# VRAGEN EN OPDRACHTEN
1 - Schrijf uit de tekst over de BRL 2506 alles over vanaf "In 2019 zijn" tot en met "2) zijn aangepast.".
2 - Klopt elk van deze beweringen met de tekst over de BRL 2506? Antwoord per bewering met ja of nee en citeer letterlijk de woorden uit de tekst die de doorslag geven.
(a) Beide delen van de BRL 2506 gaan op 1 april 2020 van kracht.
(b) Alle steenachtige materialen zijn geschikt als grondstof voor gecertificeerd recyclinggranulaat.
(c) De eisen aan de acceptant op locaties zijn alleen in deel 1 aangepast.

# BRONTEKST
········
In 2019 zijn de gewijzigde BRL’s 2506 (deel 1 en 2) vastgesteld. De BRL 2506 deel 2 wordt opgenomen in de Regeling bodemkwaliteit die per 1 april 2020 wordt gewijzigd. Het Bestuur van de Stichting Kwaliteitsborging Recyclinggranulaten heeft besloten de beide delen van de BRL gelijktijdig van kracht te laten worden op 1 april 2020. De belangrijkste wijzigingen in de BRL’s 2506 zijn:
- De eisen (DAA) aan de acceptant op locaties (deel 1 en 2) zijn aangepast.
- Een aantal definities is aangepast (deel 1 en 2), waaronder de definitie van steenachtige stoffen die als input voor beide BRL-delen gelden. Daarbij is rekening gehouden met het feit dat de verscheidenheid van steenachtige materialen toeneemt. Niet alle steenachtige materialen zijn geschikt als grondstof voor gecertificeerd recyclinggranulaat.
········
Items uit een dataset
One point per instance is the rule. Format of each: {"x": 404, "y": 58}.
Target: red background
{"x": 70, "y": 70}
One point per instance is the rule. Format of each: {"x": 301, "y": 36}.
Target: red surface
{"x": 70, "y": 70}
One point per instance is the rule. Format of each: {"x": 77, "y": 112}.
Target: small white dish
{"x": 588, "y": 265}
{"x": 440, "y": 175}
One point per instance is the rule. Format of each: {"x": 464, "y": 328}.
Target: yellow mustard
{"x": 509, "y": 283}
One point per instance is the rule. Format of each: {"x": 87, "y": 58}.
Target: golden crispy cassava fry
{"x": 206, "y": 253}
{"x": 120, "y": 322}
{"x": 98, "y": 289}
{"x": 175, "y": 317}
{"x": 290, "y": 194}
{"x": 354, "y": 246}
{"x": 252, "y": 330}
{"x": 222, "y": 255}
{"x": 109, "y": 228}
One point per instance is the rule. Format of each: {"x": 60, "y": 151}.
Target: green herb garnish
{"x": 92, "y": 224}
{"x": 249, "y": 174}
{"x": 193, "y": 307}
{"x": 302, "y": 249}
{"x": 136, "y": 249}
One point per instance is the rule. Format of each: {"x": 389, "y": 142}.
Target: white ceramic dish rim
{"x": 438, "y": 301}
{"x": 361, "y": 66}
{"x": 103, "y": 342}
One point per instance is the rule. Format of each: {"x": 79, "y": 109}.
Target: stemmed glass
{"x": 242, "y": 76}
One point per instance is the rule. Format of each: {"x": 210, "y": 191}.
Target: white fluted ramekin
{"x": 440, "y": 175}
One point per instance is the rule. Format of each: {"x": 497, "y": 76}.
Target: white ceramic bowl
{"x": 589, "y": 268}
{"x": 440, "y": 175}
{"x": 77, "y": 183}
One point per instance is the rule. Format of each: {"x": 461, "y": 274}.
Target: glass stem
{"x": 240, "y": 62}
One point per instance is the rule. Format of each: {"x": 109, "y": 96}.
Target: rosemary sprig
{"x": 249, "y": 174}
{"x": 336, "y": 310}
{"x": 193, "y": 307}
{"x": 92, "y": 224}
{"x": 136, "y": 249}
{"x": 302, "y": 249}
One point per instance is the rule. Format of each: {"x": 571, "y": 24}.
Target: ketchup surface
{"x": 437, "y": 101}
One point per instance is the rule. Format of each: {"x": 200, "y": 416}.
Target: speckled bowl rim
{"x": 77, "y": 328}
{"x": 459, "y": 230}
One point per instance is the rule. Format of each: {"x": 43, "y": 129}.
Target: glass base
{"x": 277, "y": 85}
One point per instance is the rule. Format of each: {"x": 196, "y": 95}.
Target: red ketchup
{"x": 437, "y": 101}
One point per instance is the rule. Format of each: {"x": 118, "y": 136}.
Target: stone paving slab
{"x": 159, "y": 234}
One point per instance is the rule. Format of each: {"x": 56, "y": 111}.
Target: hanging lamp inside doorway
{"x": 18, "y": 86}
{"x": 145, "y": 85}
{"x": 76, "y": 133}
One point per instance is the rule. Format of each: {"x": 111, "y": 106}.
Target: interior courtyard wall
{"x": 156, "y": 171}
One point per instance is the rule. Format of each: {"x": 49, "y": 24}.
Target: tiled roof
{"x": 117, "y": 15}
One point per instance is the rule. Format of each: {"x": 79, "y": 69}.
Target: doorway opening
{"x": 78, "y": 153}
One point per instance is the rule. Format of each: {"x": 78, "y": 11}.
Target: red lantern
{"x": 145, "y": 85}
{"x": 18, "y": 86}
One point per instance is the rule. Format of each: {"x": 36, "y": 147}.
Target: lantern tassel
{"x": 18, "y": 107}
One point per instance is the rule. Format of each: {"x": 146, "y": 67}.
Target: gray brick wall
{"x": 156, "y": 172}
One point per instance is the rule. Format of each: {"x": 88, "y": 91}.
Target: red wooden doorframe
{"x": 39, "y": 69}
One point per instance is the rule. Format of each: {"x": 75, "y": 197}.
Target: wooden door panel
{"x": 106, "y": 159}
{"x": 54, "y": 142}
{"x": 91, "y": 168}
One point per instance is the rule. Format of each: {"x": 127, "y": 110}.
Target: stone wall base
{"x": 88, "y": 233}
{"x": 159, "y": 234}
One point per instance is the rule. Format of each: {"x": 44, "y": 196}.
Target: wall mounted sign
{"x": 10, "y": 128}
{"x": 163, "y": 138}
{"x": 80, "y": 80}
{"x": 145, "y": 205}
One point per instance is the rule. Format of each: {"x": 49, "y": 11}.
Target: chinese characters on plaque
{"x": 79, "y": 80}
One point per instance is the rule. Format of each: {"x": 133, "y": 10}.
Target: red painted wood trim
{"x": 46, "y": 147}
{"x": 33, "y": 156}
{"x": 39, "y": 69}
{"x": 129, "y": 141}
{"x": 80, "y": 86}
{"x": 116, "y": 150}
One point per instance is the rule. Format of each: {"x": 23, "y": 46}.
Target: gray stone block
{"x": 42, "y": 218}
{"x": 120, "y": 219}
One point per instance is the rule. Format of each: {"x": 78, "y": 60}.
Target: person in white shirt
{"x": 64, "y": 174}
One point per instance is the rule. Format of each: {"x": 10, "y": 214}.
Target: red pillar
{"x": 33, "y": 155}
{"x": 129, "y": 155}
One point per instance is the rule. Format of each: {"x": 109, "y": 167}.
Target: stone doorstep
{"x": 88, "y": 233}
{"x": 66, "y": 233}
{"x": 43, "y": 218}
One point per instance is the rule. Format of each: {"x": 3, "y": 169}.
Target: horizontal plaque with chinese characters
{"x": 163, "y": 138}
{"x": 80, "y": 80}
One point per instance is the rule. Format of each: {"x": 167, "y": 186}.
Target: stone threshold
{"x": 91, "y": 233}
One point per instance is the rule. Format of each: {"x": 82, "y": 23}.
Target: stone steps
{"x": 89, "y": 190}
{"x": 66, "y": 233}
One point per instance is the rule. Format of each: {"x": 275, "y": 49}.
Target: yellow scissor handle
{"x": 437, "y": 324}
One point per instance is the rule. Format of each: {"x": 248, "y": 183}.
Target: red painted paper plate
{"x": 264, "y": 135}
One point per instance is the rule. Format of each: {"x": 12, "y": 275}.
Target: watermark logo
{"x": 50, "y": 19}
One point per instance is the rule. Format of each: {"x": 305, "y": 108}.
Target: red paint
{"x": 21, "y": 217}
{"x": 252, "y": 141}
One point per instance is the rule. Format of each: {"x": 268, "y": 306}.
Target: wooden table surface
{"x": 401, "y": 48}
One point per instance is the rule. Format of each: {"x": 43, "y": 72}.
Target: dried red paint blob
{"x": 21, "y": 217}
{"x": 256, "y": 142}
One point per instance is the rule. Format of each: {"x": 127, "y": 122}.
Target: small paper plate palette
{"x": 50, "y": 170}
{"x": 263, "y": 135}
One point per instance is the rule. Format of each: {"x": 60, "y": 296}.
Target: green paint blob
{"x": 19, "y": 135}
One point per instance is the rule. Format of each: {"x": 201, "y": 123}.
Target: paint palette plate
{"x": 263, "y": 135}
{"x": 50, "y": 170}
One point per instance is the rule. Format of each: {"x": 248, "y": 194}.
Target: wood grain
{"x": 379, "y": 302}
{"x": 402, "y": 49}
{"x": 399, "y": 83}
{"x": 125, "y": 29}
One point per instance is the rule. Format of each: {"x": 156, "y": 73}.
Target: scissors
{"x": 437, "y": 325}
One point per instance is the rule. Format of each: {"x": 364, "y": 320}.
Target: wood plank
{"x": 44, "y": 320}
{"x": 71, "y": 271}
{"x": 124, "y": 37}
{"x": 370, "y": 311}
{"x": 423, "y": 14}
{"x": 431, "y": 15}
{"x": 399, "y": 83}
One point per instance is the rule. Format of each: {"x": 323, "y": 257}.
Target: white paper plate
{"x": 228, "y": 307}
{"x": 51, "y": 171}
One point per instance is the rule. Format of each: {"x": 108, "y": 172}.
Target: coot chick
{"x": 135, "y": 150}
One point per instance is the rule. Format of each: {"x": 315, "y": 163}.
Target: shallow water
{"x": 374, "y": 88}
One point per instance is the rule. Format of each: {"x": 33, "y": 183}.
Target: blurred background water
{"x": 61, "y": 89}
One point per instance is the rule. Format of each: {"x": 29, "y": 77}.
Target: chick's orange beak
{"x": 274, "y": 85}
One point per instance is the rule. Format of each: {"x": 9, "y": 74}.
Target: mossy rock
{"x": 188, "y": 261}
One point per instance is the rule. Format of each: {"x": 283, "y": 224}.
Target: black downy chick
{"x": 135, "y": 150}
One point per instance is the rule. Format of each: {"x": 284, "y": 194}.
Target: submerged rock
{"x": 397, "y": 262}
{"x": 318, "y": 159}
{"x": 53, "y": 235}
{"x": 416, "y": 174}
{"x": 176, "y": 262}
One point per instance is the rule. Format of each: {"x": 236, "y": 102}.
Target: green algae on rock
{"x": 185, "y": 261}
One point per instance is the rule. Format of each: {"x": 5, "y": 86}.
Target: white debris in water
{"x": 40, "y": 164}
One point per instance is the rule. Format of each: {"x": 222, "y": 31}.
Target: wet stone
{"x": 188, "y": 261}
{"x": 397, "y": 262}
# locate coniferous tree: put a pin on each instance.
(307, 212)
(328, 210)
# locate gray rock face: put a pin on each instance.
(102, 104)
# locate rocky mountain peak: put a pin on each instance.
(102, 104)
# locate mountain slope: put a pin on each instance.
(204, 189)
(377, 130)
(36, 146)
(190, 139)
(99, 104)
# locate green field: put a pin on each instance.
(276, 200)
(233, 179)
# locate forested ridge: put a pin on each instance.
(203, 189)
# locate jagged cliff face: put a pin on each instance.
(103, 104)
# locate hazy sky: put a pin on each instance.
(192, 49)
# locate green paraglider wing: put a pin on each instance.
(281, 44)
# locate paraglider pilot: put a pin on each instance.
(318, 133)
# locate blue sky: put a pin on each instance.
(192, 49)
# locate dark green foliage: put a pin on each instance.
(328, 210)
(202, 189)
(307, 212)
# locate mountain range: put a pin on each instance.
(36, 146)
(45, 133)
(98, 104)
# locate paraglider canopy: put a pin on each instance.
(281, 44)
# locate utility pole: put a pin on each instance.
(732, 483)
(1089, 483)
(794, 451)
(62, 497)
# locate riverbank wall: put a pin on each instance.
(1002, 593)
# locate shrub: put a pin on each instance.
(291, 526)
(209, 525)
········
# GENUMMERDE ANTWOORDEN
1 -
In 2019 zijn de gewijzigde BRL’s 2506 (deel 1 en 2) vastgesteld. De BRL 2506 deel 2 wordt opgenomen in de Regeling bodemkwaliteit die per 1 april 2020 wordt gewijzigd. Het Bestuur van de Stichting Kwaliteitsborging Recyclinggranulaten heeft besloten de beide delen van de BRL gelijktijdig van kracht te laten worden op 1 april 2020. De belangrijkste wijzigingen in de BRL’s 2506 zijn:
- De eisen (DAA) aan de acceptant op locaties (deel 1 en 2) zijn aangepast.

2 -
(a) Ja: "de beide delen van de BRL gelijktijdig van kracht te laten worden op 1 april 2020"
(b) Nee: "Niet alle steenachtige materialen zijn geschikt als grondstof voor gecertificeerd recyclinggranulaat."
(c) Nee: "De eisen (DAA) aan de acceptant op locaties (deel 1 en 2) zijn aangepast."